WHAT THE TASK REQUIRES: Please transcribe all of the records precisely.

DATA UNDER STUDY:
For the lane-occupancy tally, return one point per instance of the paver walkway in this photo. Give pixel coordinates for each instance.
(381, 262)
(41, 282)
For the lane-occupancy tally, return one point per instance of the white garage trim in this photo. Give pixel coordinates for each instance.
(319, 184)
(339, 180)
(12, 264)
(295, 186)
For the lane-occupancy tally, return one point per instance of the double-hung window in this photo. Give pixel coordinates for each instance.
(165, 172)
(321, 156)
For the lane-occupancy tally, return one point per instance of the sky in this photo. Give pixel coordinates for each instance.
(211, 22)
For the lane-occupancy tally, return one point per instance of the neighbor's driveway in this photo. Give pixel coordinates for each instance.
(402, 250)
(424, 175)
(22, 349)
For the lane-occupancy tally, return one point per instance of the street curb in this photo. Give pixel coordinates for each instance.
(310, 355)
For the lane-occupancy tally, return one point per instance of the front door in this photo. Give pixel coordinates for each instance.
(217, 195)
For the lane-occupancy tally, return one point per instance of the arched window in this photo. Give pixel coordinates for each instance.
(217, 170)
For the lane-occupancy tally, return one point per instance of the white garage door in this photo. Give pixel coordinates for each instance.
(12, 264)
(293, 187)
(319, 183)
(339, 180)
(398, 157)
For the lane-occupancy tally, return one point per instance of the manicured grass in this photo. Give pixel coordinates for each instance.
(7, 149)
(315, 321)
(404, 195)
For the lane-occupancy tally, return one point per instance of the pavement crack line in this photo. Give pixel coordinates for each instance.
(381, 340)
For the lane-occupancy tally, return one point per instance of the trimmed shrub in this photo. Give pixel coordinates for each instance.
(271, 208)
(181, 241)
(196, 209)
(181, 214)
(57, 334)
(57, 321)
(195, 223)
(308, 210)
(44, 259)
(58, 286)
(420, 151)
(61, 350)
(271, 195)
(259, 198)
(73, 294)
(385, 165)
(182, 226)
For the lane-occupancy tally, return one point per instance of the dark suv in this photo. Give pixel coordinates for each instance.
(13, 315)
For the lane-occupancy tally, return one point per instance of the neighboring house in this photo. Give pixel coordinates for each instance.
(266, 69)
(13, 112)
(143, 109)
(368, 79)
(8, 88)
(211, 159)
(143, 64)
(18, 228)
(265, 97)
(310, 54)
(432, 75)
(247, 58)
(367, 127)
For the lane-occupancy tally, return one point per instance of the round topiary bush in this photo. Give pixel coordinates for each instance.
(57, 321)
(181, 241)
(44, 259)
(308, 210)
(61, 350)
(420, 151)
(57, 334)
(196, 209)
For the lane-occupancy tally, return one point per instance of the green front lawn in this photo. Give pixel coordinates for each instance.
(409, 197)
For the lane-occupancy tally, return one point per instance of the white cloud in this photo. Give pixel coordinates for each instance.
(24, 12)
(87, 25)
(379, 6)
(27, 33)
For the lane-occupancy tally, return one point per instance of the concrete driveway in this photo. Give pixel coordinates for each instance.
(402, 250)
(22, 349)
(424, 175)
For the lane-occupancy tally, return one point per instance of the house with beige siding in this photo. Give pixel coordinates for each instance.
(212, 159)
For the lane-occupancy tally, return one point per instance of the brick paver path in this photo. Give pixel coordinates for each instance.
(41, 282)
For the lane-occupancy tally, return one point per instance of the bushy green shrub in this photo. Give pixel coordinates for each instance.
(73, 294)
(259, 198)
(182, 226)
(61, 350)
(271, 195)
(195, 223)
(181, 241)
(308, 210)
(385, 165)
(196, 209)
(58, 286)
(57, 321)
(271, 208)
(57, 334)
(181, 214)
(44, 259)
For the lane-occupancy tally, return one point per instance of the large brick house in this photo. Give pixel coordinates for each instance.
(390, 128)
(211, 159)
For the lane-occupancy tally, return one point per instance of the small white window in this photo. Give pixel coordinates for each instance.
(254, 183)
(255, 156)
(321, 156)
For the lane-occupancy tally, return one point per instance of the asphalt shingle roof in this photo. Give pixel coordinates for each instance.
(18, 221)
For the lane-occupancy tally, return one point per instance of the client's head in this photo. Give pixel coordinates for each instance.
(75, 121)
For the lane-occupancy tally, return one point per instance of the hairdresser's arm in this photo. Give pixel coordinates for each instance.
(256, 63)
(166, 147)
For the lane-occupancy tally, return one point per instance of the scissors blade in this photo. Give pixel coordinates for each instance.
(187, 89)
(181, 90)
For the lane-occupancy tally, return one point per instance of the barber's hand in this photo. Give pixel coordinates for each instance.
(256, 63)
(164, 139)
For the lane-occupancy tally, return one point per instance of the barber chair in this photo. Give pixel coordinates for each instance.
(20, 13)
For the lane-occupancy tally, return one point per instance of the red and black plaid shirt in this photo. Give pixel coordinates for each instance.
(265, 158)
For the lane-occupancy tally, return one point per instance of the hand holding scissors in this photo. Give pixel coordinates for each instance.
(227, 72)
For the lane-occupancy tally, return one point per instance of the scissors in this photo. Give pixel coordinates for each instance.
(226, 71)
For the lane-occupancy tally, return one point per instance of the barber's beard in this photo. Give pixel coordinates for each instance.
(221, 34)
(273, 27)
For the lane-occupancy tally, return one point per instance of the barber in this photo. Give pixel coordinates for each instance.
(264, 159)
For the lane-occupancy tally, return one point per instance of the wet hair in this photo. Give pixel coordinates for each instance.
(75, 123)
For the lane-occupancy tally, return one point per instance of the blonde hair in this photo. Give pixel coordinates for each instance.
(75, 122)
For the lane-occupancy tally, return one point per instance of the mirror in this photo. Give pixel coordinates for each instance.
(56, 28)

THE ANSWER:
For the lane-occupancy tally, return one point per instance of the paver walkway in this photo. Give pixel coordinates for each instance.
(381, 262)
(41, 282)
For the lane-occupancy tally, return one point per instance of the white garage trim in this photo. Give pixel coordinates for each instance.
(319, 184)
(339, 180)
(12, 264)
(295, 186)
For the lane-occupancy tally, return one point per instance of the double-hung window in this photo. Give pixel coordinates for each instance.
(165, 172)
(321, 156)
For the lane-occupancy tally, return one point per instance of the sky in this photo. Give pixel coordinates for each instance.
(211, 22)
For the lane-occupancy tally, return one point per instance of the neighbor's driveway in this photo. Give pixel coordinates for each instance.
(402, 250)
(424, 175)
(22, 349)
For the lane-occupancy tally, return one point per instance of the street curb in this photo. Give pixel coordinates for each instance.
(310, 355)
For the lane-occupancy tally, return one point per instance of the front door in this photo. Give pixel coordinates for each instance.
(217, 195)
For the lane-occupancy tally, return one point per instance of the arched window in this photo. Give pixel coordinates for each instance.
(217, 170)
For the lane-occupancy tally, return one point per instance of the white garage door in this photo. Give pixel coordinates for each instance.
(12, 264)
(293, 187)
(319, 183)
(339, 180)
(398, 157)
For the lane-occupancy tally, return one point per instance of the manicured grass in this photo. Give pixel coordinates for each instance.
(7, 149)
(315, 321)
(404, 195)
For the lane-occupancy tally, return one point per instance of the pavement crack line in this photo. Give pixel coordinates for each instance.
(381, 340)
For the lane-occupancy tally, return one point per instance of the trimmed shrub in this photo. Give pixel coordinates for each instance.
(271, 208)
(181, 241)
(196, 209)
(181, 214)
(57, 334)
(57, 321)
(195, 223)
(308, 210)
(44, 259)
(58, 286)
(420, 151)
(61, 350)
(271, 195)
(259, 198)
(73, 294)
(385, 165)
(182, 226)
For the lane-occupancy tally, return one point per instance of the dark suv in this photo. Give pixel coordinates for each instance.
(13, 315)
For the lane-occupancy tally, return one point per instance of the neighboring house in this photo. Give pixel coordinates for each instance.
(266, 69)
(13, 112)
(143, 109)
(368, 79)
(8, 88)
(211, 159)
(143, 64)
(18, 228)
(265, 97)
(310, 54)
(432, 75)
(247, 58)
(367, 127)
For the lane-occupancy tally, return one point per instance of the round topiary bush in this photo. Give pixel coordinates for each instance.
(57, 321)
(181, 241)
(44, 259)
(308, 210)
(61, 350)
(420, 151)
(57, 334)
(196, 209)
For the lane-occupancy tally, return one point per instance of the green front lawn in this photo. Give pixel coordinates for each instance.
(409, 197)
For the lane-occupancy tally, return one point per instance of the white cloud in this photo. Give pixel coordinates for each instance.
(24, 12)
(87, 25)
(379, 6)
(27, 33)
For the lane-occupancy tally, return one point per instance of the concrete driveway in this photo. Give pixel coordinates for each instance.
(402, 250)
(22, 349)
(424, 175)
For the lane-occupancy tally, return one point per instance of the house with beige siding in this photo. Give pixel coordinates for each instance.
(212, 159)
For the lane-occupancy tally, return one point per instance of the brick paver path in this photo. Give pixel coordinates for each instance.
(41, 282)
For the lane-occupancy tally, return one point per instance of the bushy green shrub in this photo. Give pixel coordinates for each instance.
(73, 294)
(259, 198)
(182, 226)
(61, 350)
(271, 195)
(195, 223)
(181, 241)
(308, 210)
(385, 165)
(196, 209)
(58, 286)
(57, 321)
(271, 208)
(57, 334)
(181, 214)
(44, 259)
For the lane-occupancy tally, return one point per instance of the large brick house in this photo. Give pixel coordinates for each instance.
(390, 128)
(211, 159)
For the lane-occupancy tally, return one point per instance of the small white window in this photo. Give pixel coordinates for each instance.
(254, 183)
(255, 156)
(321, 156)
For the lane-occupancy tally, return one point per instance of the asphalt shingle roof in this photo. Give pixel coordinates for each instance.
(18, 221)
For the lane-occupancy tally, return one point per instance of the client's head in this photo. Give pixel coordinates for each instance.
(75, 121)
For the lane-occupancy tally, return one point per instance of the hairdresser's arm in this photo. Give pixel coordinates for each instance.
(256, 63)
(166, 147)
For the lane-occupancy tally, return one point per instance of the scissors blade in this photo. Give pixel coordinates for each instance.
(187, 89)
(181, 90)
For the lane-occupancy tally, return one point per instance of the barber's hand in this photo. Give pixel coordinates for each instance.
(256, 63)
(164, 139)
For the lane-occupancy tally, return one point per instance of the barber chair in this photo. Give pixel coordinates for each instance.
(20, 13)
For the lane-occupancy tally, return one point per instance of the red and black plaid shirt in this photo. Give pixel coordinates for each instance.
(265, 158)
For the lane-occupancy tally, return one point per instance of the hand holding scissors in this photo. Give pixel coordinates for each instance.
(227, 72)
For the lane-occupancy tally, return one point per instance of the scissors in this photo. Give pixel coordinates for each instance.
(226, 71)
For the lane-occupancy tally, return one point per instance of the barber's beard in this photo. Give pixel coordinates for each instance.
(221, 34)
(273, 27)
For the lane-occupancy tally, return one point per instance of the barber in this photo. Give pixel coordinates for each instance.
(264, 159)
For the lane-occupancy tally, return one point per instance of the wet hair in this photo. Give pixel coordinates for each instance.
(75, 123)
For the lane-occupancy tally, return one point per instance of the blonde hair in this photo. Give pixel coordinates for each instance.
(75, 122)
For the lane-occupancy tally, return one point per instance of the mirror in this photo. Give pixel coordinates for each instance.
(56, 28)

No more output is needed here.